> TASK REQUIREMENTS
Where in the data below does the word "child" appear? Copy every line that has it.

> GIVEN RECORDS
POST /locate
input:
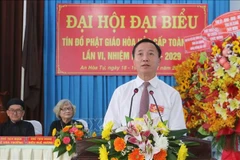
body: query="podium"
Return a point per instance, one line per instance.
(202, 151)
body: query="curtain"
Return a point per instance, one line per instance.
(10, 48)
(91, 94)
(32, 61)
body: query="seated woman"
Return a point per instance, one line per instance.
(15, 126)
(64, 111)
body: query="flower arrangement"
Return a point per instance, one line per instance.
(209, 84)
(142, 138)
(66, 138)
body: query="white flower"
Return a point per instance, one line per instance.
(161, 142)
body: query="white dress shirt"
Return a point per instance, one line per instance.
(167, 98)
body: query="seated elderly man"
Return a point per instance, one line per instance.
(15, 126)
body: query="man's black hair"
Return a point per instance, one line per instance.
(150, 41)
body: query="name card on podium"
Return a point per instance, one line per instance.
(8, 140)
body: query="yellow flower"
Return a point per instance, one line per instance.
(107, 130)
(103, 154)
(57, 142)
(79, 126)
(182, 153)
(164, 129)
(68, 147)
(54, 132)
(94, 134)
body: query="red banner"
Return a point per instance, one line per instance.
(27, 140)
(98, 39)
(196, 43)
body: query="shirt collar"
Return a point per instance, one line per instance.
(153, 81)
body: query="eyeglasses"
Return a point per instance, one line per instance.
(18, 111)
(66, 109)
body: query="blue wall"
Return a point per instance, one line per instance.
(91, 94)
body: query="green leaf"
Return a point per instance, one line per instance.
(202, 131)
(62, 150)
(170, 155)
(94, 149)
(203, 57)
(177, 133)
(98, 141)
(55, 149)
(128, 119)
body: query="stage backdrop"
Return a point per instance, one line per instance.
(91, 94)
(98, 39)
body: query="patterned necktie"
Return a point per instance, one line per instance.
(144, 102)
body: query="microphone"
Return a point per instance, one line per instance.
(134, 92)
(151, 93)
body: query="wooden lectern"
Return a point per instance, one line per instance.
(202, 151)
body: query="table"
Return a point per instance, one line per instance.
(30, 152)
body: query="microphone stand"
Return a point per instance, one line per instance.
(151, 93)
(135, 91)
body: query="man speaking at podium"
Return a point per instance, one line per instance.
(146, 92)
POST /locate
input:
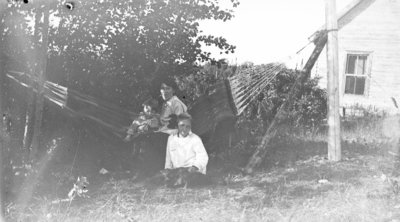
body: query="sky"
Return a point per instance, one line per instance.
(266, 31)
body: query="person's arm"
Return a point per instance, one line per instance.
(168, 162)
(201, 155)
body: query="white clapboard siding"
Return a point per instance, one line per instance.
(376, 30)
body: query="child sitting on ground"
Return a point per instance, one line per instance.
(147, 120)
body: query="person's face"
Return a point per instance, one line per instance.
(147, 109)
(166, 91)
(184, 127)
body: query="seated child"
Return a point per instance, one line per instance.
(147, 120)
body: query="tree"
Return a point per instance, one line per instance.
(116, 49)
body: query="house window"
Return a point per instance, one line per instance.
(356, 74)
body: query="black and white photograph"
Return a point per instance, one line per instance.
(199, 110)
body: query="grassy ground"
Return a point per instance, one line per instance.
(297, 183)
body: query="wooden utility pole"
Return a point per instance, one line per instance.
(334, 149)
(42, 79)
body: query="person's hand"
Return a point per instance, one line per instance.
(193, 169)
(127, 138)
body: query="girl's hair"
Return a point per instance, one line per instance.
(152, 103)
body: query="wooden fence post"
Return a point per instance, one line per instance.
(334, 148)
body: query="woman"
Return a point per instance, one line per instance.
(154, 153)
(172, 106)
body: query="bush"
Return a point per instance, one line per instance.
(307, 109)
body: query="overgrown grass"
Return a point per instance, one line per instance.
(297, 183)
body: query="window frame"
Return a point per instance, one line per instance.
(367, 75)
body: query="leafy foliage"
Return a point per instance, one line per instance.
(307, 110)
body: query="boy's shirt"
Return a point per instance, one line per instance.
(186, 152)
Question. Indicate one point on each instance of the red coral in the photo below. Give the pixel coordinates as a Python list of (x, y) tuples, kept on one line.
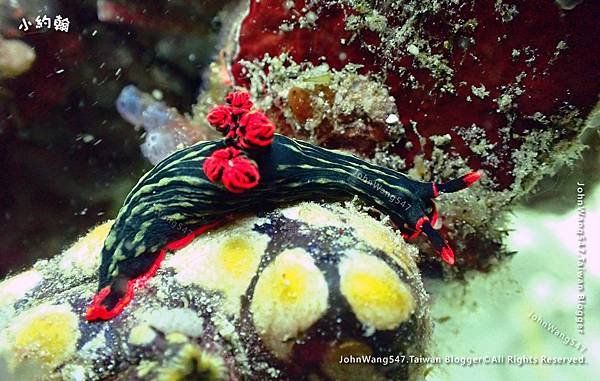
[(232, 168), (239, 101), (255, 130)]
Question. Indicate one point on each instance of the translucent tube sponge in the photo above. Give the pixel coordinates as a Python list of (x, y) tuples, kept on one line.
[(166, 129)]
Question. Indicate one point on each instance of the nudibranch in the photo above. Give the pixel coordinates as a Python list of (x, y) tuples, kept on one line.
[(200, 187)]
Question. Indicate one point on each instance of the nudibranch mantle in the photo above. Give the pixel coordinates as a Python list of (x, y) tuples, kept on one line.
[(175, 201)]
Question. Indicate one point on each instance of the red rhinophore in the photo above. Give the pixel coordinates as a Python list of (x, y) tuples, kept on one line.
[(240, 175), (255, 130), (232, 168), (239, 101), (221, 117), (447, 255), (97, 311), (418, 228), (472, 177), (215, 164), (420, 222)]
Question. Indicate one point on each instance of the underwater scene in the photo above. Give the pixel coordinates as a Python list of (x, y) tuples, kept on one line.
[(311, 190)]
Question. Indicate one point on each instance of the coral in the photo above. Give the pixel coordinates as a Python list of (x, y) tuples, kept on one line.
[(279, 295), (166, 130), (434, 87)]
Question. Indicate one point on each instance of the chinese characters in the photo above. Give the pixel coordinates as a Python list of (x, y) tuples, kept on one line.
[(60, 24)]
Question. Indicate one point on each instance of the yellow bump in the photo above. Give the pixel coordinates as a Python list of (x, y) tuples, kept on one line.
[(290, 295), (312, 214), (382, 237), (377, 295), (16, 287), (224, 261), (47, 333), (84, 255), (141, 334)]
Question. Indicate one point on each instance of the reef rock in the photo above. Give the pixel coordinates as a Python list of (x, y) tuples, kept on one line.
[(280, 295), (432, 88)]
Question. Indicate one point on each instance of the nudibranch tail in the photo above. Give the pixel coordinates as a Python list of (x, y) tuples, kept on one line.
[(426, 222), (439, 243), (458, 184), (111, 300)]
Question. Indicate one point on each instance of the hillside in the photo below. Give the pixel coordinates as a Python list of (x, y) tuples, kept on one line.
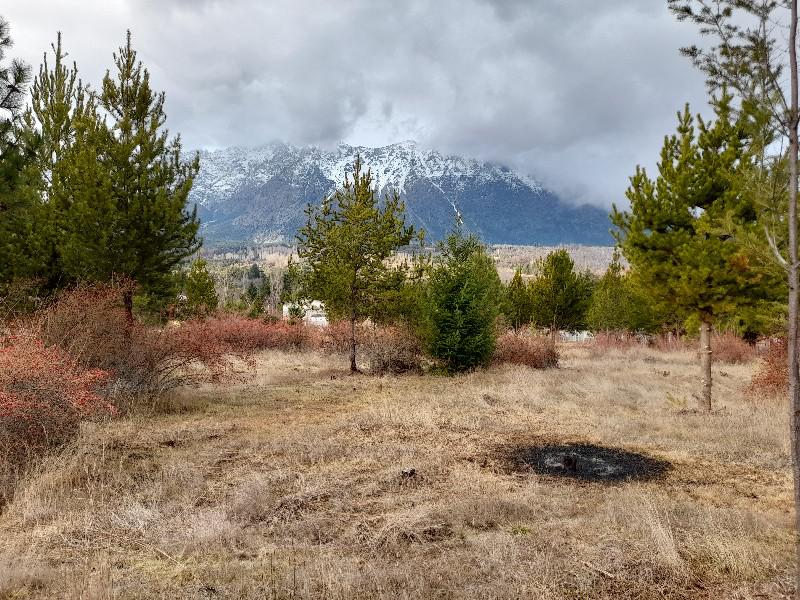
[(258, 195)]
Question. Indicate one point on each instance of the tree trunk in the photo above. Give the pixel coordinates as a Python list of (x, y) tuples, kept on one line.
[(794, 376), (127, 301), (353, 367), (705, 362)]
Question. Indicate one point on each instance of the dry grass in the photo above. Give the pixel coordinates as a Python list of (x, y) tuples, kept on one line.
[(292, 486)]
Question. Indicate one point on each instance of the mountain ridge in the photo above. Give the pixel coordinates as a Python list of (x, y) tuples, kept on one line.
[(257, 195)]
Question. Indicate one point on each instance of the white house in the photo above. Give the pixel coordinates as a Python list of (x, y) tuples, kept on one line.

> ANSWER
body: query="child sitting on ground"
body: query="seated child"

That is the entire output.